● ACTION ITEM: Copy every record exactly. Nothing may be skipped.

[Collected data]
########

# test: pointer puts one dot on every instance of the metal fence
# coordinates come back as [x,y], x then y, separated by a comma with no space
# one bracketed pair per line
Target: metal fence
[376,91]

########

● REPLY TO THE TASK:
# test: pointer puts one dot on every instance of the metal fence
# coordinates come back as [x,y], x then y, separated by a comma with no space
# one bracketed pair per line
Target: metal fence
[376,91]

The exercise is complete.